「冬が近づくと...」 村上 智明
2021年11月15日

ロバート・B・パーカーが亡くなってもう10年を過ぎた。冬が近づくと毎年この時期に出版されるスペンサーシリーズを楽しみにしていたことを思い出す。

海外の冒険小説でシリーズ化されているものは、毎年同じ時期に出版されることが多いように思っていたが、調べてみると必ずしもそうではないようだ。

複数のシリーズ物を持っている作家も少なくないのでもっともなことだ。ジェフリー・ディーバーのリンカーン・ライムシリーズを楽しみにしている方は多いと思う。

この作品は次々と押し寄せる大どんでん返しも読みどころの一つだが、ライムの推理の進め方は、医療現場における臨床推論と重なるところがあり非常に興味深い。

今年出版されたマーク・グリーニーのグレイマンシリーズ最新作"暗殺者の献身"はシリーズ最高傑作の呼び声が高い。

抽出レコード
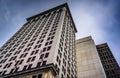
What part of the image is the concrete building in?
[0,3,77,78]
[96,43,120,78]
[75,36,106,78]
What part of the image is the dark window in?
[23,65,27,70]
[35,50,39,54]
[42,61,47,65]
[49,41,53,44]
[10,68,14,73]
[38,44,41,48]
[32,75,37,78]
[2,70,7,75]
[27,57,31,62]
[43,47,46,52]
[38,74,42,78]
[37,62,41,67]
[31,51,35,55]
[45,53,49,58]
[19,59,24,65]
[31,56,36,61]
[28,64,32,69]
[47,46,51,51]
[45,42,48,46]
[14,67,19,72]
[40,54,44,59]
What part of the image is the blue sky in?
[0,0,120,65]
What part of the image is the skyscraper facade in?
[0,4,77,78]
[96,43,120,78]
[75,36,106,78]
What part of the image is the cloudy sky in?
[0,0,120,65]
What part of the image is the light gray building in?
[75,36,106,78]
[0,3,77,78]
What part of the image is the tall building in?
[96,43,120,78]
[0,3,77,78]
[75,36,106,78]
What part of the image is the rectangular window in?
[37,62,41,67]
[42,61,47,65]
[38,74,42,78]
[19,59,24,65]
[45,53,49,58]
[40,54,44,59]
[47,46,51,51]
[23,65,27,70]
[28,64,32,69]
[49,41,53,44]
[31,51,35,55]
[38,44,41,48]
[32,75,37,78]
[43,47,46,52]
[45,42,48,46]
[27,57,31,62]
[31,56,36,61]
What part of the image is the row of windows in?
[0,60,47,75]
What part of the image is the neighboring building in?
[96,43,120,78]
[0,4,77,78]
[75,36,106,78]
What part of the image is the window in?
[47,46,51,51]
[49,41,53,44]
[28,64,32,69]
[43,47,46,52]
[23,65,27,70]
[31,56,36,61]
[45,42,48,46]
[27,57,31,62]
[38,44,41,48]
[37,62,41,67]
[32,75,37,78]
[38,74,42,78]
[45,53,49,58]
[42,61,47,65]
[40,54,44,59]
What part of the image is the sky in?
[0,0,120,65]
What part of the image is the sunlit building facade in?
[96,43,120,78]
[0,4,77,78]
[75,36,106,78]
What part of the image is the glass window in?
[45,53,49,58]
[42,61,47,65]
[47,46,51,51]
[32,75,37,78]
[28,64,32,69]
[43,47,46,52]
[37,62,41,67]
[38,74,42,78]
[31,56,36,61]
[27,57,31,62]
[49,41,53,44]
[40,54,44,59]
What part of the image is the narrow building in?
[0,3,77,78]
[75,36,106,78]
[96,43,120,78]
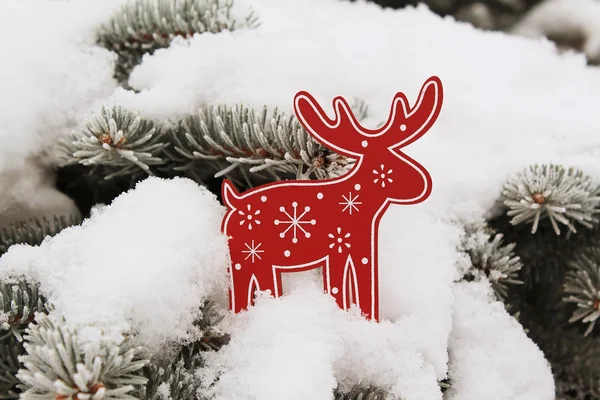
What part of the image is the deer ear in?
[294,91,360,158]
[392,76,444,147]
[221,179,240,210]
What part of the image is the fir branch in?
[503,164,600,235]
[334,388,387,400]
[63,107,168,179]
[167,103,366,186]
[135,359,193,400]
[463,223,523,301]
[0,215,81,256]
[0,336,24,400]
[98,0,258,85]
[564,247,600,336]
[17,313,148,400]
[0,279,49,342]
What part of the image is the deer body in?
[222,77,443,320]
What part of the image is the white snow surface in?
[0,178,229,351]
[198,286,442,400]
[447,281,554,400]
[511,0,600,62]
[0,0,123,223]
[0,0,600,400]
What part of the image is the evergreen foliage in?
[463,224,523,300]
[61,100,368,194]
[564,247,600,336]
[0,215,81,256]
[0,280,47,343]
[99,0,257,86]
[64,107,167,179]
[0,0,600,400]
[17,313,148,400]
[503,164,600,235]
[136,359,197,400]
[0,335,25,400]
[334,388,387,400]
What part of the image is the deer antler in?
[294,91,363,158]
[383,76,444,147]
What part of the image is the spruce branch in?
[334,388,387,400]
[0,215,81,256]
[63,107,168,179]
[136,359,193,400]
[98,0,257,85]
[503,164,600,235]
[0,279,49,342]
[0,336,24,400]
[167,103,367,186]
[17,313,148,400]
[564,247,600,336]
[463,223,523,301]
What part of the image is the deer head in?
[294,76,443,204]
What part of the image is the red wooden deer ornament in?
[222,76,443,321]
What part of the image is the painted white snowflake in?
[339,192,362,215]
[327,227,350,253]
[373,164,394,187]
[275,202,317,243]
[238,204,260,230]
[242,240,265,264]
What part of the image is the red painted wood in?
[222,76,443,320]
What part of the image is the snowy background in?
[0,0,600,400]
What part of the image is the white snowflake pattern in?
[275,202,317,243]
[327,227,350,253]
[238,204,260,230]
[373,164,394,187]
[242,240,265,264]
[339,192,362,215]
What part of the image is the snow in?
[511,0,600,62]
[0,178,229,351]
[198,285,442,400]
[106,0,576,399]
[447,281,554,400]
[0,0,127,223]
[0,0,600,400]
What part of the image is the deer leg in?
[323,256,347,310]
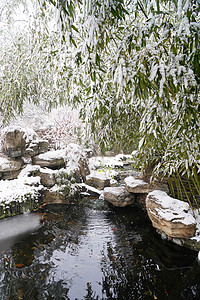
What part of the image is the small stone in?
[103,186,135,207]
[146,190,196,239]
[32,150,65,170]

(指示文 1): 海外の冒険小説シリーズについての文章を、「ロバート・B・パーカーが亡く」で始まり「ーズ最高傑作の呼び声が高い。」まで続く範囲だけ、「臨床推論」を「診断推論」に差し替えて編集し、示してください。
(指示文 2): 海外の冒険小説シリーズについての文章で、今年出版されたマーク・グリーニーのグレイマンシリーズ最新作の題名は何ですか。
(指示文 3): 海外の冒険小説シリーズについての文章を、最後の文の後から書き継いでください。

(回答欄 1):
ロバート・B・パーカーが亡くなってもう10年を過ぎた。冬が近づくと毎年この時期に出版されるスペンサーシリーズを楽しみにしていたことを思い出す。

海外の冒険小説でシリーズ化されているものは、毎年同じ時期に出版されることが多いように思っていたが、調べてみると必ずしもそうではないようだ。

複数のシリーズ物を持っている作家も少なくないのでもっともなことだ。ジェフリー・ディーバーのリンカーン・ライムシリーズを楽しみにしている方は多いと思う。

この作品は次々と押し寄せる大どんでん返しも読みどころの一つだが、ライムの推理の進め方は、医療現場における診断推論と重なるところがあり非常に興味深い。

今年出版されたマーク・グリーニーのグレイマンシリーズ最新作"暗殺者の献身"はシリーズ最高傑作の呼び声が高い。

(回答欄 2): 「暗殺者の献身」です。

(回答欄 3):
このシリーズは来年には映画化される模様である。

映画といえばトム・クルーズ主演で映画化された、リー・チャイルドのジャック・リーチャーシリーズがあるが、作品中のジャック・リーチャーとトム・クルーズのギャップには苦笑したファンも多かった。

律儀に毎年出版されている作品だが、邦訳の順番はバラバラで10年経っても邦訳されていない作品もある。国内にはファンが少ないのだろうか?

今年出版された"宿敵"2003年に書かれた作品で、あとの作品がすでに翻訳されており、時代としては戻ることになるが、リーチャーの若々しさがまた良い。これもまた名作である。